Problem:
When you find the line with "Target: concrete column" among the records below, reproduce it and each line after it exactly, ending with the line with "Target: packed rucksack".

(Beginning of Provided records)

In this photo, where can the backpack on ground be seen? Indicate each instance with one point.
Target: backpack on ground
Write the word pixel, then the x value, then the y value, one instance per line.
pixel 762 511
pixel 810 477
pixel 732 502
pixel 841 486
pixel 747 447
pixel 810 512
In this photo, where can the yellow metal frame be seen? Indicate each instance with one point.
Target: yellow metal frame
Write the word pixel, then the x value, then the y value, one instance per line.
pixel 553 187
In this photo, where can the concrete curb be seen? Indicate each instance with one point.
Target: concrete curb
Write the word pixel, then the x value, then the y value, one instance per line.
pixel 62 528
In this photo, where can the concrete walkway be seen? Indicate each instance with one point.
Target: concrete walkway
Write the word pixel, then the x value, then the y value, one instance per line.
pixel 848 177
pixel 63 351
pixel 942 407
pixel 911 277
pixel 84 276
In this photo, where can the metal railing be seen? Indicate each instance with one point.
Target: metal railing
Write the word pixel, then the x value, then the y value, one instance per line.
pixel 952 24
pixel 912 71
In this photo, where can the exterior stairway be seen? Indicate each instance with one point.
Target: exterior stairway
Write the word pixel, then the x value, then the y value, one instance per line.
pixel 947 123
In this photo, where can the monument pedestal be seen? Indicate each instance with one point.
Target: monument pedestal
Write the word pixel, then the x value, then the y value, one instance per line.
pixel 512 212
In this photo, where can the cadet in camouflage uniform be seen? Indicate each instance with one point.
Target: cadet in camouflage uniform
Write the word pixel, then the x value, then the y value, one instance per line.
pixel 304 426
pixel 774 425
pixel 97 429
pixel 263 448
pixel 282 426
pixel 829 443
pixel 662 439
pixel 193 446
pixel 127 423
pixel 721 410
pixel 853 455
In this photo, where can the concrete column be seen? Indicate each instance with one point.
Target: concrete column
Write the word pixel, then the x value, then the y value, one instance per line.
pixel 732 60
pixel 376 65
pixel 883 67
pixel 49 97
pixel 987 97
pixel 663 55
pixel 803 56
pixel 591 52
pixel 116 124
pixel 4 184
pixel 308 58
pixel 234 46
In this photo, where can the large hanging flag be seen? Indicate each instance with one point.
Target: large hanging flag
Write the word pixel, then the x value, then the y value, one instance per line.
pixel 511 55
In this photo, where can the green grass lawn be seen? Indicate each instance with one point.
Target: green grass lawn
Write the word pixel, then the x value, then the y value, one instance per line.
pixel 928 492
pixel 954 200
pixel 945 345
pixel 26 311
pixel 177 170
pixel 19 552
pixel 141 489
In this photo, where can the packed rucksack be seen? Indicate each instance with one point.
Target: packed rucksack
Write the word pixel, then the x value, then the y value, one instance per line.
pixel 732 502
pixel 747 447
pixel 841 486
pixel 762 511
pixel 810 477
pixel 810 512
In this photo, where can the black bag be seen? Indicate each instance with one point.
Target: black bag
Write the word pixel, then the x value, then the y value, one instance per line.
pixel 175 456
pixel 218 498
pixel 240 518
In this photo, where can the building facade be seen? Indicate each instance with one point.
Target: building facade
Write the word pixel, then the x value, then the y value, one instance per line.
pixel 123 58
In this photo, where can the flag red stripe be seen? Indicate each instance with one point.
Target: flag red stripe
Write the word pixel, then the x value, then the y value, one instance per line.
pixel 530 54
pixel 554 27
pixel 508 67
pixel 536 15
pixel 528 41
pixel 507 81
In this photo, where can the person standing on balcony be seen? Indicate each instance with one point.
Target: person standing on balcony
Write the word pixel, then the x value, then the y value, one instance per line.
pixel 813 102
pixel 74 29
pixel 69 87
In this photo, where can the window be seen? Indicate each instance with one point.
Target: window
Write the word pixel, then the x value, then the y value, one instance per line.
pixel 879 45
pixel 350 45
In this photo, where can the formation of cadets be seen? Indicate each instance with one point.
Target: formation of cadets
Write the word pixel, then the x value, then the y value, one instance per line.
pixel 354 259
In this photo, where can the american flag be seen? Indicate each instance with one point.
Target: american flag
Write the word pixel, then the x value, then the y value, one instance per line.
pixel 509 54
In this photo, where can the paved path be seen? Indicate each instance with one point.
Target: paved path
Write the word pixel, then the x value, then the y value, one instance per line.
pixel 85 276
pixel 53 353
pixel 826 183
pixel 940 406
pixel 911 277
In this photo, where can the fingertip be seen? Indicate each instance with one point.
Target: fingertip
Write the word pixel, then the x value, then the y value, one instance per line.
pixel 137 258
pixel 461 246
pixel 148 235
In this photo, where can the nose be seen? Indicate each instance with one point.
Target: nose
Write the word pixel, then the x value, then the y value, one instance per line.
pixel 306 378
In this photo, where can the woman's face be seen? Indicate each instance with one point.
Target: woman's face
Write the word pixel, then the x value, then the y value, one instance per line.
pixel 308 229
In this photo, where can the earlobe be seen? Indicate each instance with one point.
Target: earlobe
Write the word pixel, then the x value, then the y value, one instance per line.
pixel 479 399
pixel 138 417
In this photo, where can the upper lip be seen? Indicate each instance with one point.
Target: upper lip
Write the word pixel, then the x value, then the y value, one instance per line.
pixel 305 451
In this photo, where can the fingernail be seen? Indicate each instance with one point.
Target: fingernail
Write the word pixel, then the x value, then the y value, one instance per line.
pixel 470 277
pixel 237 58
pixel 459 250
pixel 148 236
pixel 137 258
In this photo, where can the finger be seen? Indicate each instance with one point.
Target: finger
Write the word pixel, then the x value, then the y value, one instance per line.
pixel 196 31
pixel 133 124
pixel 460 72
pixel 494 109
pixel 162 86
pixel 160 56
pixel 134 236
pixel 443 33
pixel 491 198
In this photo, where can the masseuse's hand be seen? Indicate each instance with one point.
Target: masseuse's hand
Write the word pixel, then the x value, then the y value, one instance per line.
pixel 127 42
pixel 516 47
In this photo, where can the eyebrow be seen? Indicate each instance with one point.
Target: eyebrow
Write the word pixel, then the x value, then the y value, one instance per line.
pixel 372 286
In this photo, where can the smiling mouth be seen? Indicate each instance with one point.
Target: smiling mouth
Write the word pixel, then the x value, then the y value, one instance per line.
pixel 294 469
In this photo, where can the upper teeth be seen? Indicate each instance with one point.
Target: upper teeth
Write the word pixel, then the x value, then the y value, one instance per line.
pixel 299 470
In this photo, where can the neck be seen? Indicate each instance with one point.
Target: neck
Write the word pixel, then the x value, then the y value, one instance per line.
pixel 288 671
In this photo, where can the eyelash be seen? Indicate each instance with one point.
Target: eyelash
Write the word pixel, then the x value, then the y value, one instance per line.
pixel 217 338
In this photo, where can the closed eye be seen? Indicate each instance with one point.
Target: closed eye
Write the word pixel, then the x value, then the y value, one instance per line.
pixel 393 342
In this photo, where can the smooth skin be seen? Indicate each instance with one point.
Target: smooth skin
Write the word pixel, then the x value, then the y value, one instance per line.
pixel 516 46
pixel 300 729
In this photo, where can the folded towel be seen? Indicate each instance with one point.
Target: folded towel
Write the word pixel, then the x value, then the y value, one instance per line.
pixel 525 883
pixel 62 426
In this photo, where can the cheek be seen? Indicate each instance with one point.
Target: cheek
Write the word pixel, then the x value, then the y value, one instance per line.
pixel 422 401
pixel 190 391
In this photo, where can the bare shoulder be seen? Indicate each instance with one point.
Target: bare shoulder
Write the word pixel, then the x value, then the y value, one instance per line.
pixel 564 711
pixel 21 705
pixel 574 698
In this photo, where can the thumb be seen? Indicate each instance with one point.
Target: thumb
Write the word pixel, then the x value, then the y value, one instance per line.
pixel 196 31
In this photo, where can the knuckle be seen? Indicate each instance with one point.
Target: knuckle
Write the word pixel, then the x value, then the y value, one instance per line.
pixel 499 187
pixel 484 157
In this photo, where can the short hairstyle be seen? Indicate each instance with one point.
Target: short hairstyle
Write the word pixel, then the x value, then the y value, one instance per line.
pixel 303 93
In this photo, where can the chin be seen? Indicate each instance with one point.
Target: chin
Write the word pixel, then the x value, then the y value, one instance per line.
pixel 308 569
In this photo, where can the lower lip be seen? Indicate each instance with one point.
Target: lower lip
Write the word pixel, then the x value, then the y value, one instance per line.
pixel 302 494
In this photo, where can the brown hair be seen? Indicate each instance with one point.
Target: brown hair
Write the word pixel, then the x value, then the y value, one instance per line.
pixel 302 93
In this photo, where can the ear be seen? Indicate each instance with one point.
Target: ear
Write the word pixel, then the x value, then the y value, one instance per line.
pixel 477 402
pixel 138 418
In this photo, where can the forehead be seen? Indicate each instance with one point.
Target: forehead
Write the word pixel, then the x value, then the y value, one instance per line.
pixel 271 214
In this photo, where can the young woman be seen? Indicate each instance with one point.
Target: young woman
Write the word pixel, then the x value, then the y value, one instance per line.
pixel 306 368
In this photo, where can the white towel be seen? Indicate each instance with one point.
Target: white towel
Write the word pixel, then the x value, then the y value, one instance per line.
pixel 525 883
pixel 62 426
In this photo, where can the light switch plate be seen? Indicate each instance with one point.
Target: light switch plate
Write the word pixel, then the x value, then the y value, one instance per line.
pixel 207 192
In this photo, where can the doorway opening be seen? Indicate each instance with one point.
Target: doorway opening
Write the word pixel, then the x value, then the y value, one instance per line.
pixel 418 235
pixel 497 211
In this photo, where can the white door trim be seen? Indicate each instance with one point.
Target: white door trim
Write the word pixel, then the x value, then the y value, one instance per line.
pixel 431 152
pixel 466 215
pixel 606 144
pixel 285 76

(End of Provided records)

Written solution:
Target: concrete column
Write the word pixel, then the x value, then the y value, one instance per line.
pixel 732 60
pixel 376 65
pixel 883 67
pixel 49 97
pixel 987 97
pixel 663 55
pixel 803 56
pixel 591 52
pixel 116 124
pixel 4 184
pixel 308 58
pixel 234 46
In this photo, where can the large hanging flag be seen? Indicate each instance with one point.
Target: large hanging flag
Write the word pixel, then the x value, then the y value, one instance per line.
pixel 511 55
In this photo, where can the green grass lawn be seen? Indicate each instance with one point.
Target: green grass lawn
Write the word pixel, then the x value, then the y value, one instance per line.
pixel 928 492
pixel 954 200
pixel 945 345
pixel 26 311
pixel 177 170
pixel 19 552
pixel 141 489
In this photo, where can the packed rucksack be seen? Indicate each instance with one point.
Target: packed rucksack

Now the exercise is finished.